### Given passage
- - -

# Oklahoma City Train Show???



## barnmichael (Jan 2, 2008)

I just heard about a train show coming up in Oklahoma City Dec 6&7. Does anyone know anything about this show? Is there much, if any, large scale stuff or is it all those itty-bitty things I can't see?

It's about three hours north of me. I'm just wondering if it is worth the time to run up there.

Comments????


----------



## MarkLewis (Jan 2, 2008)

It's a very large show, but with little G-scale. Here's the link:
Oklahoma City Train Show 

Mark


----------



## vg3616084 (Aug 17, 2008)

My family and I display our G-scale layout there each year, this year we have added larger corners and have gone from a 16 x 24 area to a 28 x 38 size area. With two new 10ft long x 2+ft deep bridge spans, and 12 new module sections (the 4 new corners included) we are looking forward to some fun! Not sure if you made it up to the HAGRS last year but we displaced our smaller layout there (the first year of the show). The layout has all hand laid code 250rail, modeled after a small narrow gauge line, it has two main lines with a small yard, turn table, 3-stall engine house, many hand built structures and other small touches. We run both DC and battery powered locos (all narrow gauge).

- - -

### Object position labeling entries
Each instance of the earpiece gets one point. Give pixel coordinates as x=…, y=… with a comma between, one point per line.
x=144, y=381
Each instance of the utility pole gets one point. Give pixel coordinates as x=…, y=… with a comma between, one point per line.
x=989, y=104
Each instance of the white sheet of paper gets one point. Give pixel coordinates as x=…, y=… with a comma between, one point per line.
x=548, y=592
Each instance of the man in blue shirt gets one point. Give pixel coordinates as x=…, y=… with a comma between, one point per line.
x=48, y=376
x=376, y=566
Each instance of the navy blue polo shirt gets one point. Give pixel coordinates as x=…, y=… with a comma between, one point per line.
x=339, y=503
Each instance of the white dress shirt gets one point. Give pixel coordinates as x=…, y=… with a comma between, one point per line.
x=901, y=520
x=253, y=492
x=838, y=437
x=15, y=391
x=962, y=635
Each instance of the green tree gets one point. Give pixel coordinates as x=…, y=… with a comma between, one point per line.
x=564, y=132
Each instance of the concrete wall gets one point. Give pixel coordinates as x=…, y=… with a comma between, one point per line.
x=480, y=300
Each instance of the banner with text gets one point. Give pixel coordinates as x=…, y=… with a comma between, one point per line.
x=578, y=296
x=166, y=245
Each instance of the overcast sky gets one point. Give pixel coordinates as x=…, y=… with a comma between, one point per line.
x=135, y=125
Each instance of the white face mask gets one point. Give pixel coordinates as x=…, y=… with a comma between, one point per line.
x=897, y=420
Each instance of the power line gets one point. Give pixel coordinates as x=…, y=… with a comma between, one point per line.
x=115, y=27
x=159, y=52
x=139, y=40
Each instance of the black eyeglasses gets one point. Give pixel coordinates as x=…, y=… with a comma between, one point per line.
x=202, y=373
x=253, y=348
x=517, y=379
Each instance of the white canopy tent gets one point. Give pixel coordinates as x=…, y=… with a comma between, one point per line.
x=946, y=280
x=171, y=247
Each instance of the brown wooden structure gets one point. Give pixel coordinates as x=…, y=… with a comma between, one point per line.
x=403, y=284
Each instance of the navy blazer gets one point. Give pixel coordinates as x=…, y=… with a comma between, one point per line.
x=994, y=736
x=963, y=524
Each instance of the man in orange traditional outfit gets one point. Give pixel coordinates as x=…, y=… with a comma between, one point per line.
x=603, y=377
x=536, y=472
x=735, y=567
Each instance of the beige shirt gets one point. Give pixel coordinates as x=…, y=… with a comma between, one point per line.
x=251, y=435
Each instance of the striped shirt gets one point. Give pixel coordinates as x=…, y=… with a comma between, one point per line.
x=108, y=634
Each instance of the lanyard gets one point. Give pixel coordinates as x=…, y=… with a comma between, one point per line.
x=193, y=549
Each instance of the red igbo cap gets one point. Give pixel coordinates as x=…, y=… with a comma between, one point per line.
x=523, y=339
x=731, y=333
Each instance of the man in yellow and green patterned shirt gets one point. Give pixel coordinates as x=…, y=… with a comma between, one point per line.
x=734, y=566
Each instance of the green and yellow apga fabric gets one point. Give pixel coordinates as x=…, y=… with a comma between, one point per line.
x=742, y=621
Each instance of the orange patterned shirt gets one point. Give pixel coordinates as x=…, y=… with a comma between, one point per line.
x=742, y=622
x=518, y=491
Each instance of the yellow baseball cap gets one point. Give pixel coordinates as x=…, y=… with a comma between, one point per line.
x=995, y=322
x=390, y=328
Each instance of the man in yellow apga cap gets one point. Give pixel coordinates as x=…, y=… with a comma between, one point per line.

- - -

### Given exercise 1
Copy word for word the stretch of the Oklahoma City train show thread from "## barnmichael (Jan" through "run up there.".
### Given exercise 2
Write what comes next in the Oklahoma City train show thread, starting right after its final sentence.

### Expected output 1
## barnmichael (Jan 2, 2008)

I just heard about a train show coming up in Oklahoma City Dec 6&7. Does anyone know anything about this show? Is there much, if any, large scale stuff or is it all those itty-bitty things I can't see?

It's about three hours north of me. I'm just wondering if it is worth the time to run up there.

### Expected output 2
Regarding the show:
There is a small selection of G-scale items at the show; each year the items seem to increase with more people doing G-scale and the clubs in our area--more we request G, the more we see it. The show is a mixed show (being from Z scale to G-scale, and even some 1-1/2in stuff). Very fun show! A large number of layouts, if you like trains-any type of model trains this is a “don't miss show”.

We will be there, so if anyone decides to come over and has maybe a battery *K-27* they would like to run (we built the new corners to be able to run the K's, just haven't been able to afford one yet) or maybe another narrow gauge loco, come by, say Hi and lets run trains together!

Tried to post/attach photo, not sure if this will work or not (new to this-noticed a message attachment area).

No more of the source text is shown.